▶ [Given instruction 1]:
Count the lines in the rows below that contain the string "Target". Reply with the number alone.

Benford’s Law: using stats to bust an entire nation for naughtiness.

September 23rd, 2011 by Ben Goldacre in crime, economics, statistics, structured data | 8 Comments »

Ben Goldacre, The Guardian, Saturday 17 September 2011

This week we might bust an entire nation for handing over dodgy economic statistics. But first: why would they bother? Well, it turns out that whole countries have an interest in distorting their accounts, just like companies and individuals. If you’re an Euro member like Greece, for example, you have to comply with various economic criteria, and there’s the risk of sanctions if you miss them.

Government figures are subjected to various forms of audit already, of course, but alongside checking that things marry up with each other, forensic statisticians also have a few interesting tricks to try and spot suspicious patterns in the raw numbers, and so estimate the chances that figures from a set of accounts have been tampered with. One of the cleverest tools is something called Benford’s law.

Imagine you have the data on, say, the population of every country in the world. Now, take only the “leading digit” from each number: the first number in the number, if you like. For the UK population, which was 61,838,154 in 2009, that leading digit would be “six”. Andorra’s was 85,168, so that’s “eight”. And so on.

If you take all those leading digits, from all the countries, then overall, you might naively expect to see the same number of ones, fours, nines, and so on. But in fact, for naturally occurring data, you get more ones than twos, more twos than threes, and so on, all the way down to nine. This is Benford’s law: the distribution of leading digits follows a logarithmic distribution, so you get a “one” most commonly, appearing as first digit around 30% of the time, and a nine as first digit only 5% of the time.

The next time you’re waiting for a bus, you can think about why this happens (bear in mind what leading digits do when quantities repeatedly double, perhaps) but reality agrees with this theory pretty neatly, and if you go to the website testingbenfordslaw.com you’ll see the proportions of each leading digit from lots of real-world datasets, graphed alongside what Benford’s law predicts they should be, with data from Twitter users’ follower counts to the number of books in different libraries across the US.

▶ [Records shown]:
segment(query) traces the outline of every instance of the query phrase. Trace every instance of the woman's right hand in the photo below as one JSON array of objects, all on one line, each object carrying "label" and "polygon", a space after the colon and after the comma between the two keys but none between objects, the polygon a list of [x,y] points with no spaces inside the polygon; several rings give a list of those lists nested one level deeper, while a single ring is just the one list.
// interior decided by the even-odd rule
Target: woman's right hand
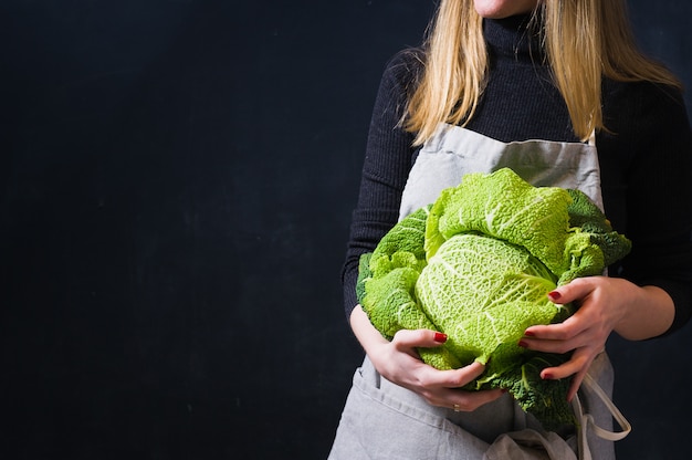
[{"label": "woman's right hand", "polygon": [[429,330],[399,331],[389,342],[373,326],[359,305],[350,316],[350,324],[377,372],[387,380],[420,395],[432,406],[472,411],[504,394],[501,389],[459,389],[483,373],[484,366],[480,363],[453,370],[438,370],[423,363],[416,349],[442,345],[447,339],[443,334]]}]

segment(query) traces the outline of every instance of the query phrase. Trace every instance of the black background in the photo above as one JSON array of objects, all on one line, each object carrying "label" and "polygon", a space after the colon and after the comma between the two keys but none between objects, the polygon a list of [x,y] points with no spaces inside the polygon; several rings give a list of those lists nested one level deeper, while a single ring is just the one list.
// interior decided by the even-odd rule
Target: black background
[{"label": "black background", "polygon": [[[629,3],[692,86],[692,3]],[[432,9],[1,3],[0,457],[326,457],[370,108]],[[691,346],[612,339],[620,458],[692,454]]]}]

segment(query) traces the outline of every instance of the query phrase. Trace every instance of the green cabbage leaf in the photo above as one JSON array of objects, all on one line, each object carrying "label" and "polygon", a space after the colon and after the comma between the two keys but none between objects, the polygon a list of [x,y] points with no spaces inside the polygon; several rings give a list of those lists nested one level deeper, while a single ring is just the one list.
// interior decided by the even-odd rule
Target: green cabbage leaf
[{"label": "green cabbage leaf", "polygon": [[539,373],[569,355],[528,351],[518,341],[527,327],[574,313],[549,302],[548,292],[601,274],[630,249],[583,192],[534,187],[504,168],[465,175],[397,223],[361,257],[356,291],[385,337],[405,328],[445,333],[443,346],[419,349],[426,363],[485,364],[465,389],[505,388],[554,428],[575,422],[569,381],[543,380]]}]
==
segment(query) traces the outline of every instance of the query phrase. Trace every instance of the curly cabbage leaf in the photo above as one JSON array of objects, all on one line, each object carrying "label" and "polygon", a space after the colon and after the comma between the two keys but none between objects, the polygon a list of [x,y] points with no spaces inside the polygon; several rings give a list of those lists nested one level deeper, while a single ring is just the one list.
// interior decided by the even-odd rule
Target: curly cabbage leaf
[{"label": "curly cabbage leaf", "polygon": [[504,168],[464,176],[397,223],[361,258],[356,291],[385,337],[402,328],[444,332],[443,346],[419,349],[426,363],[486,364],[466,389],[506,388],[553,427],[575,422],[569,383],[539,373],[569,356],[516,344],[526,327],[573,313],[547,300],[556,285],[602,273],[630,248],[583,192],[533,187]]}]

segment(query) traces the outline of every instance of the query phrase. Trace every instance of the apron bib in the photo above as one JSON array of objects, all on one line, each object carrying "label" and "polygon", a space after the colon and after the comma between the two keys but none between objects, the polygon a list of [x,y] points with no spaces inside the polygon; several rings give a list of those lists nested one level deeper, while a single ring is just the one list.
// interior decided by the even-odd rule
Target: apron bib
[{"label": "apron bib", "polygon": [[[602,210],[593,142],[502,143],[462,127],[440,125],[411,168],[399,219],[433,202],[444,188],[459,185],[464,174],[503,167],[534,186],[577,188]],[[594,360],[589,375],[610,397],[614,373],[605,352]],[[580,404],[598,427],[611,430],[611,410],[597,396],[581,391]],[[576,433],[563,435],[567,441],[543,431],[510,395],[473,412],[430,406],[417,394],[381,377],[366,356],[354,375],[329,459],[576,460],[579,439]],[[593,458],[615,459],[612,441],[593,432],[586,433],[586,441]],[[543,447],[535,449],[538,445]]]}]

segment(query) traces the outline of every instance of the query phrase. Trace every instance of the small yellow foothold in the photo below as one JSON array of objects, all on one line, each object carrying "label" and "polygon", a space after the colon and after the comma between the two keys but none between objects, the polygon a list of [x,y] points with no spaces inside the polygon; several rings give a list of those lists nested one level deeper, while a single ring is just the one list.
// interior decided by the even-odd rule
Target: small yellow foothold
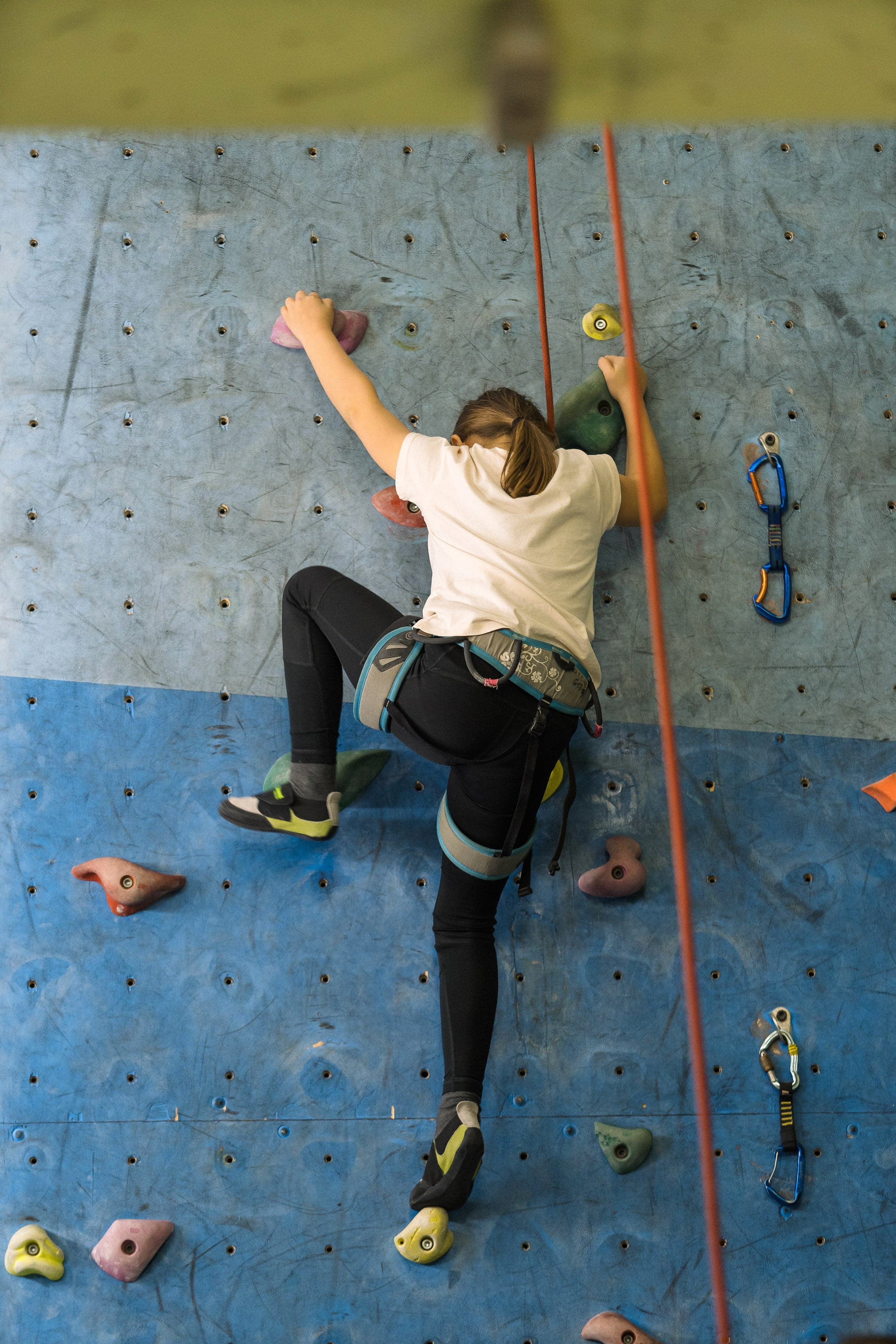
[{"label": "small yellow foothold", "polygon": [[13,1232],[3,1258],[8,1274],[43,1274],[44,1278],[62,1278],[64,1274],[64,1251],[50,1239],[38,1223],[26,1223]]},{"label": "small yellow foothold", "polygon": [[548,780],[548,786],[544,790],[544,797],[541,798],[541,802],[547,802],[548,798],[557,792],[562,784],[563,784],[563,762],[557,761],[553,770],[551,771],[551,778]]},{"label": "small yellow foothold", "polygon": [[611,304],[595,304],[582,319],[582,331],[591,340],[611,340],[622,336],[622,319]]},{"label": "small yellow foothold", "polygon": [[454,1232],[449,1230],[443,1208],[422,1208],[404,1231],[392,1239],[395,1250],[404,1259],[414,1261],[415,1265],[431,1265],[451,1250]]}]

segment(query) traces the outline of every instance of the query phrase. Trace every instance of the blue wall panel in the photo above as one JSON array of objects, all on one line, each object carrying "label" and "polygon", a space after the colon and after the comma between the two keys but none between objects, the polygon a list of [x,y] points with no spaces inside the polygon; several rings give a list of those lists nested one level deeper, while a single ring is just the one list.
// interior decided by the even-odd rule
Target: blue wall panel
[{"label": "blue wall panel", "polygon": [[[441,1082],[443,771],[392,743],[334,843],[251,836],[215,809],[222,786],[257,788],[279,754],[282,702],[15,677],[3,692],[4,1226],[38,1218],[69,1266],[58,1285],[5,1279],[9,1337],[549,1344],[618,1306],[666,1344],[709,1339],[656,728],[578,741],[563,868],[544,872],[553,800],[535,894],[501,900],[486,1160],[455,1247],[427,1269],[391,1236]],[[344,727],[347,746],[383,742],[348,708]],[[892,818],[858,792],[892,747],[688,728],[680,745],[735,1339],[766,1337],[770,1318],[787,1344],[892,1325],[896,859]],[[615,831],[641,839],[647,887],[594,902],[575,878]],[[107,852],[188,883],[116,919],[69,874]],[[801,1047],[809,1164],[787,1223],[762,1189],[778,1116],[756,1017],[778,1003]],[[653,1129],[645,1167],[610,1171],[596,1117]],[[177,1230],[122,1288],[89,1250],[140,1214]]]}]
...
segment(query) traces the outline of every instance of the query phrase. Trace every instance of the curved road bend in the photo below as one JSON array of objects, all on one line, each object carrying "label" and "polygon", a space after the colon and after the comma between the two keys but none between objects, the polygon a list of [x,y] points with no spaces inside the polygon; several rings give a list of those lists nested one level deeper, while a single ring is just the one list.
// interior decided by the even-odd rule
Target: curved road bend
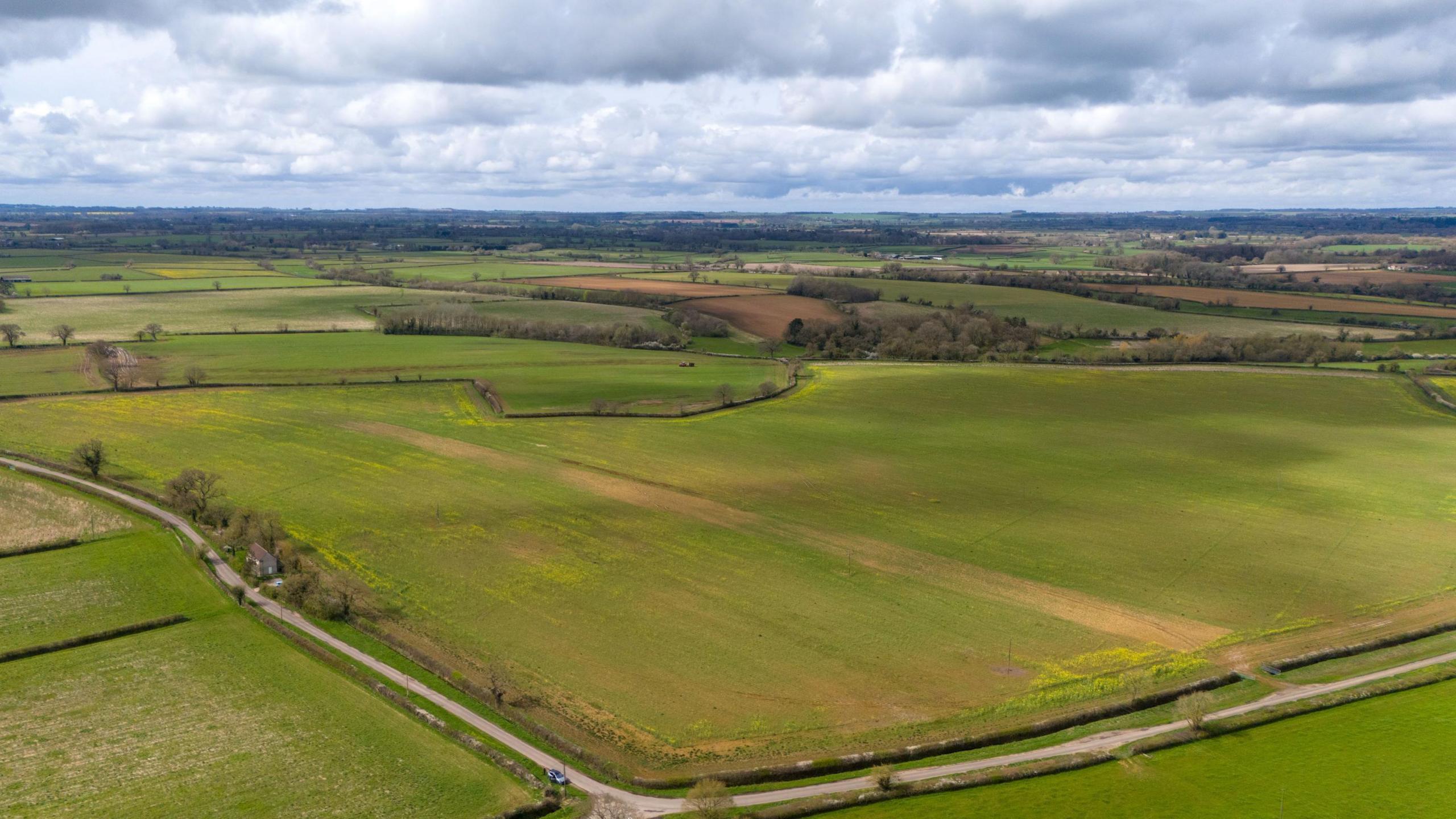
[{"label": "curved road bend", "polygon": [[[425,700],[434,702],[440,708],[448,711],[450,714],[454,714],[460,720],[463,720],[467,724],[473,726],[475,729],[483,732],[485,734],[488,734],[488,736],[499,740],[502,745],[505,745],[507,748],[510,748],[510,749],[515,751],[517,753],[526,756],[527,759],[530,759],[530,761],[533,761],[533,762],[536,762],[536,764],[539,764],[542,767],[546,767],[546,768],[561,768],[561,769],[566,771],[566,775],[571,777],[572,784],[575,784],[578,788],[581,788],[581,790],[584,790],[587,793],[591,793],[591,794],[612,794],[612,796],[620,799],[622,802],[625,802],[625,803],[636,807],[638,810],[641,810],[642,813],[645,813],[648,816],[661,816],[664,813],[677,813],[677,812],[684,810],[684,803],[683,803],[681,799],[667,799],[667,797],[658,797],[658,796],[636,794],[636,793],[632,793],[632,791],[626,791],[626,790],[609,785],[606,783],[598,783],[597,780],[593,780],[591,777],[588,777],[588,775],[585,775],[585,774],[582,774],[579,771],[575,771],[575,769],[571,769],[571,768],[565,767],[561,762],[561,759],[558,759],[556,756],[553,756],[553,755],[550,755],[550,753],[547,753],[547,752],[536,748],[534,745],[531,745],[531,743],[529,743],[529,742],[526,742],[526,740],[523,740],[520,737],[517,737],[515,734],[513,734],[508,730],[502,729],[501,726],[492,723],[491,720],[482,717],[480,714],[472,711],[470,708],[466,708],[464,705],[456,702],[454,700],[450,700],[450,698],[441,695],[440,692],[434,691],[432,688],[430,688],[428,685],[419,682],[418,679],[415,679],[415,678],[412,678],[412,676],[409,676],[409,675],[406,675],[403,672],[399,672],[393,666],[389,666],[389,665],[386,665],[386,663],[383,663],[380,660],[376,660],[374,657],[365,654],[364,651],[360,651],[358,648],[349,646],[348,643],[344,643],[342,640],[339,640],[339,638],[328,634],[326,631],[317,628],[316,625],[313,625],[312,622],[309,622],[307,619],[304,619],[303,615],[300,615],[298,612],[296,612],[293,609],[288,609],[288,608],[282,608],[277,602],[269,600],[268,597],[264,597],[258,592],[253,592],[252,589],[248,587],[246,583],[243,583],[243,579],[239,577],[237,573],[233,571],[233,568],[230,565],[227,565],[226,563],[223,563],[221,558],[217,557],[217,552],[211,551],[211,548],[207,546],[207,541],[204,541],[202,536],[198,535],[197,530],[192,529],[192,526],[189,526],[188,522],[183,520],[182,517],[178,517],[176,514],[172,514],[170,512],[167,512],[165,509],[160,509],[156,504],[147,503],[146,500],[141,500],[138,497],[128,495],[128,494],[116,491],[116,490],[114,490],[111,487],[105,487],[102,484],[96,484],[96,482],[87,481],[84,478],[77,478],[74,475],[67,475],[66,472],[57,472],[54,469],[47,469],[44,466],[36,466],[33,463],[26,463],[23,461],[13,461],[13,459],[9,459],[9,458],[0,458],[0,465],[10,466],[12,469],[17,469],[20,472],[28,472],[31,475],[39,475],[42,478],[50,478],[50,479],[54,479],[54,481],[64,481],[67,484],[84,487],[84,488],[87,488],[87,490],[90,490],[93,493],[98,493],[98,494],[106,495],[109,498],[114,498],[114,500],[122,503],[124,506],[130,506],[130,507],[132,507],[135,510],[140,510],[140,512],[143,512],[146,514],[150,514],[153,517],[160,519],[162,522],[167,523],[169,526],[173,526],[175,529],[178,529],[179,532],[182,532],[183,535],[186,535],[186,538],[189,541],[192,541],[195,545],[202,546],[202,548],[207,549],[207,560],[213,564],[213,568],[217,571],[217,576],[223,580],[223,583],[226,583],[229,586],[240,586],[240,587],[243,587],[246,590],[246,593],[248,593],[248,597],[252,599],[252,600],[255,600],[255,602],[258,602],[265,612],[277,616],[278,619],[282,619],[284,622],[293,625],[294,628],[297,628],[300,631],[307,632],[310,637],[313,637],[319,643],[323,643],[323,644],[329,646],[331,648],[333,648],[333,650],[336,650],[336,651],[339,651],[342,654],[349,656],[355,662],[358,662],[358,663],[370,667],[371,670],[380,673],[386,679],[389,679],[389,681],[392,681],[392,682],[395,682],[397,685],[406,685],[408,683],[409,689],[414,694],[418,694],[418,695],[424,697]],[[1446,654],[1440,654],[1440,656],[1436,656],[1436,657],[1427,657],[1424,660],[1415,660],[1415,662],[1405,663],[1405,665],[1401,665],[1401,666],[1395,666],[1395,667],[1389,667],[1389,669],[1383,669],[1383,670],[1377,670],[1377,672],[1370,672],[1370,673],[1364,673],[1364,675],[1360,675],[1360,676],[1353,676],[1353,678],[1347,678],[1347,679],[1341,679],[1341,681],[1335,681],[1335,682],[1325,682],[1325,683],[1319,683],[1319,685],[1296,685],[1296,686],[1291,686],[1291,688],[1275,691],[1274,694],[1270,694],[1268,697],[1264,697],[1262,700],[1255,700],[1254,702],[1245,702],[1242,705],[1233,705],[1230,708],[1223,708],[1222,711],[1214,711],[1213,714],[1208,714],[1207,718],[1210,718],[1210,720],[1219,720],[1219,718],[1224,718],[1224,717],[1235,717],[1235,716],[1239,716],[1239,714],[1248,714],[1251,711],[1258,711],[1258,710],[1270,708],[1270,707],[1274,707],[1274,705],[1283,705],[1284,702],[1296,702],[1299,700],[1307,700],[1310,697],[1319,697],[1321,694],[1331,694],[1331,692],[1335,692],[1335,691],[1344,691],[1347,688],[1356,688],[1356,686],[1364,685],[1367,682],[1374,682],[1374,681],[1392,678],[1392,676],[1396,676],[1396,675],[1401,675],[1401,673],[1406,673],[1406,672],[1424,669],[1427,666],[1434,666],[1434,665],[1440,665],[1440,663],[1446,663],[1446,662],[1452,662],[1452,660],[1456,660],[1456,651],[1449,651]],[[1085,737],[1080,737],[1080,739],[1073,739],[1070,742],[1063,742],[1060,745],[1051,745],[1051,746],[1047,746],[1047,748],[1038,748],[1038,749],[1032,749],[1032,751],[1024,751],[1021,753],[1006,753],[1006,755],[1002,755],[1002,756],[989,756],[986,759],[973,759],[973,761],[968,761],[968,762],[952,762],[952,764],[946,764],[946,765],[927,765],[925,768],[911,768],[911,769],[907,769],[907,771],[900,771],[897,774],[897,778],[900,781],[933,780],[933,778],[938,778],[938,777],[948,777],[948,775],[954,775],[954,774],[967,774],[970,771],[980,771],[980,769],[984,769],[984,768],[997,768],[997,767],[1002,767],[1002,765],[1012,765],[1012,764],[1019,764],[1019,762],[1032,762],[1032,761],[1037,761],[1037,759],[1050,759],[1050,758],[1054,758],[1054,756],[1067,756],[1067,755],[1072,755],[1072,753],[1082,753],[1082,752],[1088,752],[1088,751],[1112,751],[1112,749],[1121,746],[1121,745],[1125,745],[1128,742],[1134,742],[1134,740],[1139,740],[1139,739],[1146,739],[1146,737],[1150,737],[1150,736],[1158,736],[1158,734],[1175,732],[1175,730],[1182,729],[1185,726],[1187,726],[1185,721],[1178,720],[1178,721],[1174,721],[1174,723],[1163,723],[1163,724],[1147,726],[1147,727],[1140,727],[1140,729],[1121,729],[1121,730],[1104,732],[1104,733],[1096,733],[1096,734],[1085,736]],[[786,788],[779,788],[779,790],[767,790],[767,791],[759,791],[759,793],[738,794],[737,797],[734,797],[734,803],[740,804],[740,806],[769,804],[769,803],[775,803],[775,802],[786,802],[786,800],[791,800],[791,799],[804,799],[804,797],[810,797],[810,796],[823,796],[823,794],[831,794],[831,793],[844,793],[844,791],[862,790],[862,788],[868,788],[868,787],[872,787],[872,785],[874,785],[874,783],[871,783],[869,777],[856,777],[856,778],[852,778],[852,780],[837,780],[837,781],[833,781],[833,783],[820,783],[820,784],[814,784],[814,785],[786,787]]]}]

▶ [Given instruction 2]:
In the article on Benford's law, how often does a nine appear as the leading digit?

▶ [Final result 1]:
8

▶ [Final result 2]:
Only 5% of the time.